* _Your objective_
Search the entries for the word "target" and pull out each line that has it.
*** Block opens ***
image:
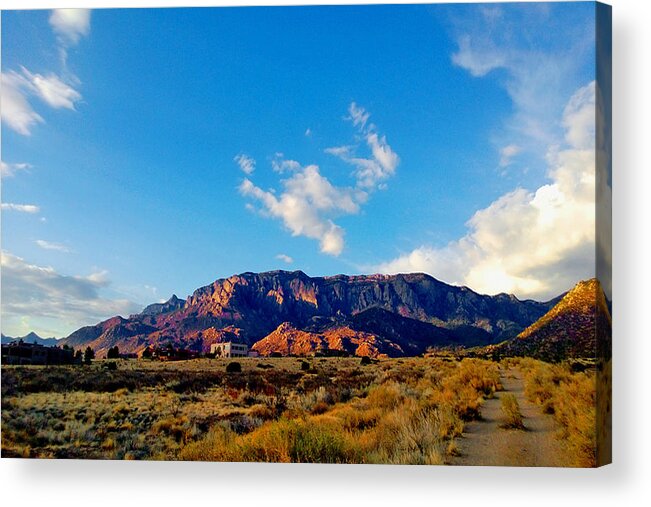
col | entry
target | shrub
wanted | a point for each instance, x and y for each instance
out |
(234, 367)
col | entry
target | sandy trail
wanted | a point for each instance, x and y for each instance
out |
(485, 443)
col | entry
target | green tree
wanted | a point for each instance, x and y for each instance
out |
(89, 355)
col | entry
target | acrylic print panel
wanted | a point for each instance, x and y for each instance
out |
(388, 228)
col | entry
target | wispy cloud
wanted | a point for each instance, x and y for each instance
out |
(21, 208)
(56, 91)
(48, 245)
(285, 258)
(305, 204)
(42, 294)
(372, 171)
(17, 111)
(534, 244)
(309, 203)
(69, 25)
(507, 153)
(246, 163)
(538, 81)
(7, 170)
(51, 90)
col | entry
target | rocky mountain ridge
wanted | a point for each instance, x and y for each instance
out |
(411, 311)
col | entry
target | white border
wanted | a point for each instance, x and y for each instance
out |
(627, 482)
*** Block closes ***
* _Output below_
target | shrub
target | sandy trail
target | green tree
target | acrylic print panel
target | wispy cloud
target | rocky mountain ridge
target | white border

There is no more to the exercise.